---------- SUPPLIED DATA
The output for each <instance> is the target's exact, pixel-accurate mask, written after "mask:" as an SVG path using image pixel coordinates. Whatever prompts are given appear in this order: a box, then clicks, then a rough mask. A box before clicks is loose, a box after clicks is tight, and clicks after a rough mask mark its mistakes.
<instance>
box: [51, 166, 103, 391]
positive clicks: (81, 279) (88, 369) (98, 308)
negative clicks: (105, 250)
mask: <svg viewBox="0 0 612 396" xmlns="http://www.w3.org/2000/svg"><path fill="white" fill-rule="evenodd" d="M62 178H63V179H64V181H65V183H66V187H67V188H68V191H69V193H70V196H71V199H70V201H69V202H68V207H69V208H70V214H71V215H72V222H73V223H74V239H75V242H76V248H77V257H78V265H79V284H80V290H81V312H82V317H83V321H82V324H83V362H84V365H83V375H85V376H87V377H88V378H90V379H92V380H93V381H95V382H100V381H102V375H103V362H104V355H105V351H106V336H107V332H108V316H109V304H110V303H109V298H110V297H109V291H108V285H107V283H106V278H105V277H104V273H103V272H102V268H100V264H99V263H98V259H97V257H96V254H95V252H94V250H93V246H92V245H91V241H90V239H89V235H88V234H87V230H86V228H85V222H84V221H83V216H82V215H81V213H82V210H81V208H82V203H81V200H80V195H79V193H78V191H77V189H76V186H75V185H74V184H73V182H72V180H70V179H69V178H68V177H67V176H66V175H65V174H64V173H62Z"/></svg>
--------------------
— AIM OF THE TASK —
Supply the entire listing above again, word for word.

— RESPONSE TO THIS EXERCISE —
The output for each <instance> is the target's exact, pixel-accurate mask, written after "mask:" as an SVG path using image pixel coordinates. Whatever prompts are given appear in this order: a box, then clicks, then a rough mask. A box before clicks is loose, a box after clicks is tight, and clicks after a rough mask mark its mistakes.
<instance>
box: [51, 166, 103, 391]
positive clicks: (81, 279) (88, 369) (98, 308)
negative clicks: (105, 250)
mask: <svg viewBox="0 0 612 396" xmlns="http://www.w3.org/2000/svg"><path fill="white" fill-rule="evenodd" d="M62 178H63V179H64V181H65V183H66V187H67V188H68V191H69V193H70V196H71V199H70V201H69V202H68V207H69V208H70V214H71V215H72V222H73V223H74V239H75V242H76V248H77V257H78V265H79V284H80V290H81V312H82V317H83V321H82V324H83V362H84V365H83V375H85V376H87V377H88V378H90V379H92V380H93V381H95V382H100V381H102V375H103V362H104V355H105V351H106V336H107V332H108V316H109V304H110V303H109V298H110V297H109V291H108V285H107V283H106V278H105V277H104V273H103V272H102V268H100V264H99V263H98V259H97V257H96V254H95V252H94V250H93V246H92V245H91V241H90V239H89V235H88V234H87V230H86V228H85V222H84V221H83V216H82V215H81V213H82V210H81V208H82V203H81V200H80V195H79V193H78V191H77V189H76V186H75V185H74V184H73V182H72V180H70V179H69V178H68V177H67V176H66V175H65V174H64V173H62Z"/></svg>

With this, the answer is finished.